- _Work to be completed_:
Quote the following material word for word, line by line.

(Stored dataset items)
────────────────
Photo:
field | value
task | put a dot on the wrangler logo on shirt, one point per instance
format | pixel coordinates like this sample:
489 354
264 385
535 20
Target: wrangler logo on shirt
────────────────
- _Problem solution_:
Photo:
field | value
task | put a dot on the wrangler logo on shirt, one point per instance
format | pixel coordinates like this sample:
489 354
264 385
535 20
Target: wrangler logo on shirt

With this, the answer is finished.